**Excerpted text:**
Today, October 3rd 2015, marks 10 years since I hopped on a plane at Sydney Airport with two large suitcases, ready to fly south to Melbourne to start a new life. So much has happened in those 10 years that it is not easy to know where to start. Alas, the best place to start would be back in Sydney…
When I was in my early 20s, I was working as a call centre operator for a global loyalty marketing company. I was also studying at uni part-time and living with my mum and stepfather in Woolloomooloo. At this point in time, I had no idea about Aspergers or anything like that – I was just different and quite quirky.
Anybody who lived in Sydney during the 2000 Olympics will tell you that those 15 days were the best time ever to be a Sydneysider. I can guarantee that you will never see Sydney as alive and happening in our lifetimes as it was during that fortnight. Party central everywhere!
But then came the early 2000s. This marked the start of the downturn in the city’s fortunes, particularly on a quality-of-life scale. It’s comparable to the timeline of a pill of ecstasy, where the Olympics marked the highs of the drug life cycle in the brain and bloodstream. But then, as with all recreational drugs, there comes the downer – and the years immediately following the Olympics were the downer for Sydney.
Cost of living had exploded, the city had lost its identity, its culture, its soul. All that was left were people going about their daily lives, travelling from point A to point B with nothing in between. Pure routine, with no sense of excitement or deviation from the “norm”. You would think that for someone like myself, it would be perfect. But I was bored shitless, and I was just not feeling Sydney anymore.
The great thing about working as a call centre operator at the time was the money I was earning and saving. And due to my incessant boredom, I took the opportunity to start exploring outside of Sydney.
Prior to this, the only time I could recall being out of Sydney proper and going to another capital city was the seemingly obligatory school excursion to Canberra in high school. As an old school friend once said to me, “it’s a hole, but a well-designed hole” (apologies to any of my Canberran friends reading this).
So I decided to expand my horizons a little. Being the adventurer that I was, I took the XPT on Easter Weekend 2004 up to Brisbane (or Brisvegas as it is affectionately known). I spent the weekend there just having a look around and catching up with some friends that I had been chatting to online.
As much as I liked Brisbane, it was way too quiet for me. At the risk of offending any of my Brissy friends reading this, the words “glorified country town” spring to mind. So I decided to do another trip elsewhere, and this time, it would end up changing my life course forever.

**Aim:** Write out the stretch of the Sydney memoir from "Prior to this, the" through "life course forever.", renaming "Brisbane" to "Adelaide" every time it appears. The records have no connection to the Sydney memoir.

**Data extract:**
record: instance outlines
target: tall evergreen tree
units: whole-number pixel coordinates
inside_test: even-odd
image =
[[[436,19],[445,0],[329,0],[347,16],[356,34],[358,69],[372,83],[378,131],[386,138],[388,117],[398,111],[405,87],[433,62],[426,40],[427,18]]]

**Answer to this exercise:**
Prior to this, the only time I could recall being out of Sydney proper and going to another capital city was the seemingly obligatory school excursion to Canberra in high school. As an old school friend once said to me, “it’s a hole, but a well-designed hole” (apologies to any of my Canberran friends reading this).
So I decided to expand my horizons a little. Being the adventurer that I was, I took the XPT on Easter Weekend 2004 up to Adelaide (or Brisvegas as it is affectionately known). I spent the weekend there just having a look around and catching up with some friends that I had been chatting to online.
As much as I liked Adelaide, it was way too quiet for me. At the risk of offending any of my Brissy friends reading this, the words “glorified country town” spring to mind. So I decided to do another trip elsewhere, and this time, it would end up changing my life course forever.